**** PROVIDED TEXT

The Other Consumer Movement: Psychiatric Users/Survivors
The psychiatric consumer movement has two distinct segments. One is dominated by relatives of persons diagnosed as mentally ill. It has made major contributions to funding research on schizophrenia and depression and advancing financial parity for psychiatric care.
The other segment of the consumer movement is composed of people who have been known to psychiatrists only as patients. The more militant designate themselves as "survivors," regarding their contacts with organized psychiatry as more stressful than their presumed disorder; some have embraced elements of the antipsychiatry movement. Others, acknowledging a relationship with psychiatric services, prefer to call themselves "users." Both reject the designation of "consumer" as it implies a nonexistent equality of power with professionals and a freedom of choice (as in the marketplace) that they do not always have.

********
**** PROVIDED RECORDS

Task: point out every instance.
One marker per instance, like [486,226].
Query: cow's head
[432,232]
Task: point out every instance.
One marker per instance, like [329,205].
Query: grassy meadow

********

**EXERCISE GOAL:**
Carry on the text about the psychiatric users/survivors movement, starting after its last sentence.

**TASK RESPONSE:**
The major goals of those who constitute this movement are the achievement of greater self-determination, freedom from institutional restraints (including compulsory hospitalization and treatment), and the development of user-controlled treatment facilities. Their transformation from an aggregate of isolated individuals, represented largely by conventional mental health associations in which they did not participate, into a self-aware collectivity began after World War II, a period when other minority populations were beginning to realize their own potential power.
Initially the former patients provided support for each other as peers who experienced similar difficulties. Over time some of their encounters became institutionalized in a range of settings—each other’s homes, drop-in centers, or small businesses.
In many parts of the world these take the form of clubs with participants called members rather than patients. The clubs (for example, Fountain House in New York City) represent a compromise between total autonomy and total dependency on professionals. They may hire at least one full-time staff member, typically a social worker, and offer vocational training, job placement, and sleeping quarters, as well as social support.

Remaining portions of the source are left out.